■ To be done:
Set down exactly the lines that run from the line with "If you could put a point on the white cloud" to the end of the data, and nothing else.

__________________________________________________

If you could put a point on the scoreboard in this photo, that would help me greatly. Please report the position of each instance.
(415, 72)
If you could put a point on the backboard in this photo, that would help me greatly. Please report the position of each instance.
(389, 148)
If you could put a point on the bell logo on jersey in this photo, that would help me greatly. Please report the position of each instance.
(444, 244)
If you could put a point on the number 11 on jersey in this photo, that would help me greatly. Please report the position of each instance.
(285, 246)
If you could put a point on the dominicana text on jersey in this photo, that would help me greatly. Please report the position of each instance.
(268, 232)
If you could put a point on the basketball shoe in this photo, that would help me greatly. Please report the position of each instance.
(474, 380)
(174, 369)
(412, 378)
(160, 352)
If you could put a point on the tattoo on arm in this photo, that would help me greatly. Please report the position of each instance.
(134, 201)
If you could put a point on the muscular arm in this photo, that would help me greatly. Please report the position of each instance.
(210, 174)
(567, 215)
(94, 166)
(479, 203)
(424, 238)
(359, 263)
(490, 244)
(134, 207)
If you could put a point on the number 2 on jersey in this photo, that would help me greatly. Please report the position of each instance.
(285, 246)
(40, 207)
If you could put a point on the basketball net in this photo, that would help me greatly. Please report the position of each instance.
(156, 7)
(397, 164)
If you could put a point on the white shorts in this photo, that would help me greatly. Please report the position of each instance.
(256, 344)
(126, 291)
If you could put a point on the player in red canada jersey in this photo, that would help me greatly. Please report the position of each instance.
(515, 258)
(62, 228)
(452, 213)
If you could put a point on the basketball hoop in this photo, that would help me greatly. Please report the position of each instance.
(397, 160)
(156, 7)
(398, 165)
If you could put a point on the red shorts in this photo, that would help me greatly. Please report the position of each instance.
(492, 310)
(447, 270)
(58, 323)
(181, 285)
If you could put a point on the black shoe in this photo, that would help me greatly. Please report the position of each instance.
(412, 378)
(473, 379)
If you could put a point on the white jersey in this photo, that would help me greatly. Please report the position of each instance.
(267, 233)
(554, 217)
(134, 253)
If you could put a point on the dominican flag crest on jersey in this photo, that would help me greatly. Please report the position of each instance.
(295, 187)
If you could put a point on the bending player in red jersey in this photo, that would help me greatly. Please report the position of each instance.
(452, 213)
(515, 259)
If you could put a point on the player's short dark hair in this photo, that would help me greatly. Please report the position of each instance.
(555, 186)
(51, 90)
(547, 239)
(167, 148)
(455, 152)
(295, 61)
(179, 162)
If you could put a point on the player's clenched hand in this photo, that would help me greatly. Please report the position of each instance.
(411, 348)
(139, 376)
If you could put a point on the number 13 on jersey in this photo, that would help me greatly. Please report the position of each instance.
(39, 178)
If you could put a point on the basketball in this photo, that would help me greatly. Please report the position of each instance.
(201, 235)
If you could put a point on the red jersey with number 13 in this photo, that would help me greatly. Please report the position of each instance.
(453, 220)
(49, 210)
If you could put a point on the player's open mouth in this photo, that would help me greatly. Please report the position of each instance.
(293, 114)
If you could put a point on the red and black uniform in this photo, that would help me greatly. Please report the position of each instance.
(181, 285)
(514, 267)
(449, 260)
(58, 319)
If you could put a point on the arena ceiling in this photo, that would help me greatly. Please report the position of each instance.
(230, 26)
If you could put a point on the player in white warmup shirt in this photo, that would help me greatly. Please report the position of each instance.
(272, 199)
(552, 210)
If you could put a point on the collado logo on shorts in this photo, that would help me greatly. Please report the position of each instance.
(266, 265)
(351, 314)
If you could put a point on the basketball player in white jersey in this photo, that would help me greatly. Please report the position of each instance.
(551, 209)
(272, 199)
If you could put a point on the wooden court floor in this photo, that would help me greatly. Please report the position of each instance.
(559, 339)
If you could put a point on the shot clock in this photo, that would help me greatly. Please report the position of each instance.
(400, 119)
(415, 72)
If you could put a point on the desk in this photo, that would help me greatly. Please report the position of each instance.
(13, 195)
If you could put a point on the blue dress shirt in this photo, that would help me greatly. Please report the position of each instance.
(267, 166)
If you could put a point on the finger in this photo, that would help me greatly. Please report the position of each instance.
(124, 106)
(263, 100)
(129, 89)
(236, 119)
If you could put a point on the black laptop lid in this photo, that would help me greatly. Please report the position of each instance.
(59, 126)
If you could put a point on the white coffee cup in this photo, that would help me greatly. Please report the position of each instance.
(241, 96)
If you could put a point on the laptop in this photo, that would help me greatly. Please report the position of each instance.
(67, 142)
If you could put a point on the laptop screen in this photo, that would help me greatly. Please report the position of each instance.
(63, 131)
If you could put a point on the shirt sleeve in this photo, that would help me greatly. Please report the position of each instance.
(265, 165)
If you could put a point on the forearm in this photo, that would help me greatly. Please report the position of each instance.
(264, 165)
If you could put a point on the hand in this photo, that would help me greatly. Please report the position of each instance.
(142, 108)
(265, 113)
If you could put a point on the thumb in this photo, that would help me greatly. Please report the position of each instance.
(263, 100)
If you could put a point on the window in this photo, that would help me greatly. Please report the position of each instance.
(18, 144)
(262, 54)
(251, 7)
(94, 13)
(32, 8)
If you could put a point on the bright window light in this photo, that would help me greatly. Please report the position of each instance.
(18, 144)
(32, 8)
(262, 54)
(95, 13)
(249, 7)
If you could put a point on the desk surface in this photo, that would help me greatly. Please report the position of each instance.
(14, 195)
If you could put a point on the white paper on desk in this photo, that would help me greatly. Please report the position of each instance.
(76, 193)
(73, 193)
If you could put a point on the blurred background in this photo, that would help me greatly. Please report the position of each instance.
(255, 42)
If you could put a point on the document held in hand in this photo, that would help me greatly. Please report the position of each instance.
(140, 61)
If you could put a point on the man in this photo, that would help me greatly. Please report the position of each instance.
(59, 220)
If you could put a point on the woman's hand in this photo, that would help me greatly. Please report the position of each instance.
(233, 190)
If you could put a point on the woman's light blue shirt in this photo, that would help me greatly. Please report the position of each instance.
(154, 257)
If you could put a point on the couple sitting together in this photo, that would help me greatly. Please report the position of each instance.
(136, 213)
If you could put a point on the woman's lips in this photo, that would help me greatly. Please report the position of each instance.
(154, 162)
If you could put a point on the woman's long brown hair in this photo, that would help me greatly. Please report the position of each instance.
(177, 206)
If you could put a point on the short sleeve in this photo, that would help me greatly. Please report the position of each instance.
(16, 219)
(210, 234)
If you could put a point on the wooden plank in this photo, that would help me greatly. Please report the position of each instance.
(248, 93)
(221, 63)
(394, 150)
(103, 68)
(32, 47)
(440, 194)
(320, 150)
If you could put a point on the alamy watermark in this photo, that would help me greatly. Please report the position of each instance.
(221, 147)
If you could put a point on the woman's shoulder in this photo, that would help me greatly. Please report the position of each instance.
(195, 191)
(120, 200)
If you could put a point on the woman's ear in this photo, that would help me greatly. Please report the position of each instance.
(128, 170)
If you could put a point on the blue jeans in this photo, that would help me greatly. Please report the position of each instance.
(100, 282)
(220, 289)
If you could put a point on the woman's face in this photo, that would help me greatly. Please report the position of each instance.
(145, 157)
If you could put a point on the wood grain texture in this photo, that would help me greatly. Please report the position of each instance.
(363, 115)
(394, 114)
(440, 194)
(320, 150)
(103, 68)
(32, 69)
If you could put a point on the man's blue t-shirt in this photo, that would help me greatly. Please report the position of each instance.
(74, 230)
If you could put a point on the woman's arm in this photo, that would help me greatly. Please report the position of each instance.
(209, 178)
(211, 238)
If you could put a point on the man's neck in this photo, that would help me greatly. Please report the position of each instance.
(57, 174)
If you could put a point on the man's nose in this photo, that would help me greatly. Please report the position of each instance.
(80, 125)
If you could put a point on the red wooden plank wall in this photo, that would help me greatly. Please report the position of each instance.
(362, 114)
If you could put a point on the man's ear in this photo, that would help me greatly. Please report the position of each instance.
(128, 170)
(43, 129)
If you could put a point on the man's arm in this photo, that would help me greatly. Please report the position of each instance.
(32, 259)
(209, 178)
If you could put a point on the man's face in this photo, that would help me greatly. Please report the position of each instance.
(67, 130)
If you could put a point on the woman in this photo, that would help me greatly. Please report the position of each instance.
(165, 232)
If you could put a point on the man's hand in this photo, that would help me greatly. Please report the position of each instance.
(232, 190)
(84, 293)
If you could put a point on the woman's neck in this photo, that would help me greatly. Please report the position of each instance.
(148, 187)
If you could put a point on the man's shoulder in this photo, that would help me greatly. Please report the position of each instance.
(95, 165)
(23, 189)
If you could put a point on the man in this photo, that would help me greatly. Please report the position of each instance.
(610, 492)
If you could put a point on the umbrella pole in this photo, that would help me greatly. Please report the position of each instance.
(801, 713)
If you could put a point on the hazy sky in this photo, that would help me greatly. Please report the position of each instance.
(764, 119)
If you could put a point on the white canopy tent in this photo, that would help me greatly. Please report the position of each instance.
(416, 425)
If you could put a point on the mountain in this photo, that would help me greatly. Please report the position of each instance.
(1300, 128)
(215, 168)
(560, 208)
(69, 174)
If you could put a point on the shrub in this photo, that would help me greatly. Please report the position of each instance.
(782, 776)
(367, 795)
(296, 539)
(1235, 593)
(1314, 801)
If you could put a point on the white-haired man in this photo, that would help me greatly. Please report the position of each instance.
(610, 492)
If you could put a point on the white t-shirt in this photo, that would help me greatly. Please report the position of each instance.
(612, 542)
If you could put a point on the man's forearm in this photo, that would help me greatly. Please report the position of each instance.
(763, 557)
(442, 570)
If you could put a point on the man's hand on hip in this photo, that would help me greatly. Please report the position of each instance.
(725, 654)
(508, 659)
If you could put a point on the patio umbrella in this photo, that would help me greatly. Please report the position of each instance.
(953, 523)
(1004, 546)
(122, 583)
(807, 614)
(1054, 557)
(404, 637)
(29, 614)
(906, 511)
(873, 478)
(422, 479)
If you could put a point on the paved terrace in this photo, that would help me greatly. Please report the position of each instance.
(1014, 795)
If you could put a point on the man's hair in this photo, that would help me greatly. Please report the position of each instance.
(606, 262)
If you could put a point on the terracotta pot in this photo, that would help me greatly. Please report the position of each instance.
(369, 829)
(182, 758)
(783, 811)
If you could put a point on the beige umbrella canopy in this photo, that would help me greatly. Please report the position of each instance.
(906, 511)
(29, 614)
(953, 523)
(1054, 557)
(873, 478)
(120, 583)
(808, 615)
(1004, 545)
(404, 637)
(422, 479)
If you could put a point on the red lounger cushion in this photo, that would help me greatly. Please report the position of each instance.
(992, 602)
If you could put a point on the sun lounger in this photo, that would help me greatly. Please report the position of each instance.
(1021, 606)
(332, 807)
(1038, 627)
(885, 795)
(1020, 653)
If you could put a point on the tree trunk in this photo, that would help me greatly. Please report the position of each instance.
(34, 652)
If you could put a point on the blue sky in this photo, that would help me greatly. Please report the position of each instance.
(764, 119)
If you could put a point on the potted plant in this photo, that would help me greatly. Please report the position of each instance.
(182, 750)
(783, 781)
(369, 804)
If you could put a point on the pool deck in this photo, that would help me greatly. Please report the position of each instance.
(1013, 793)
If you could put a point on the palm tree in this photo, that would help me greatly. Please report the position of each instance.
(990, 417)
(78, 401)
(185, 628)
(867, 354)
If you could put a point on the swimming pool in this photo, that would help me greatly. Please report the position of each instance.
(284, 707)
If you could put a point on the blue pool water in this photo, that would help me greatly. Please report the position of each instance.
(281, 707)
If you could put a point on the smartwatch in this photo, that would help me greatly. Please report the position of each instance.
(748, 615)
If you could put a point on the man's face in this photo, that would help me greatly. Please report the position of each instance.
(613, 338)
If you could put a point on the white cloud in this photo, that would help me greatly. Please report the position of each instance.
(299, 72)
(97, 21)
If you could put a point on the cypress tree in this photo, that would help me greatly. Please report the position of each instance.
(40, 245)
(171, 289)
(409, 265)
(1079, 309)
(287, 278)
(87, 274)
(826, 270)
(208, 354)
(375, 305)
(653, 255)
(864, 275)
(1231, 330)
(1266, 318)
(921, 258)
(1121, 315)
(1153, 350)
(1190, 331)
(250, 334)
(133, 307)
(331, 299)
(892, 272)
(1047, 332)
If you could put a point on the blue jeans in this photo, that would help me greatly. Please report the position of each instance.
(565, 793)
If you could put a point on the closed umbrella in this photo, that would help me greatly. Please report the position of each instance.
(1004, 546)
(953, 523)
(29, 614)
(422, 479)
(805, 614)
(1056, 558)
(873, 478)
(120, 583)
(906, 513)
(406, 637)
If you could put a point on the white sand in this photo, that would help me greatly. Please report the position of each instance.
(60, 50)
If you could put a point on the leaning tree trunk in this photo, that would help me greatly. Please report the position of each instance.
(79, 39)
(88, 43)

__________________________________________________

■ The result:
If you could put a point on the white cloud in this photo, that would help me greatly. Please report the position of each instance.
(299, 72)
(97, 21)
If you could put a point on the cypress tree in this photo, that would help me greatly. Please report the position of each instance.
(40, 245)
(171, 289)
(409, 265)
(1079, 309)
(287, 278)
(87, 274)
(826, 270)
(208, 354)
(375, 305)
(653, 255)
(864, 275)
(1231, 330)
(1266, 318)
(921, 258)
(1121, 315)
(1153, 350)
(1190, 331)
(250, 334)
(133, 307)
(331, 299)
(892, 272)
(1047, 332)
If you could put a point on the blue jeans in this photo, that would help me greatly. Please report the position of each instance.
(565, 793)
If you could put a point on the closed umbrella in this photo, that would help me greatly. Please report the position of each instance.
(1004, 546)
(953, 523)
(29, 614)
(422, 479)
(805, 614)
(1056, 558)
(873, 478)
(120, 583)
(906, 513)
(406, 637)
If you could put a point on the white sand in this photo, that would help me greatly. Please report the position of each instance.
(60, 50)
If you could put a point on the leaning tree trunk in this photo, that would help me greatly. Please report the position of each instance.
(79, 39)
(88, 43)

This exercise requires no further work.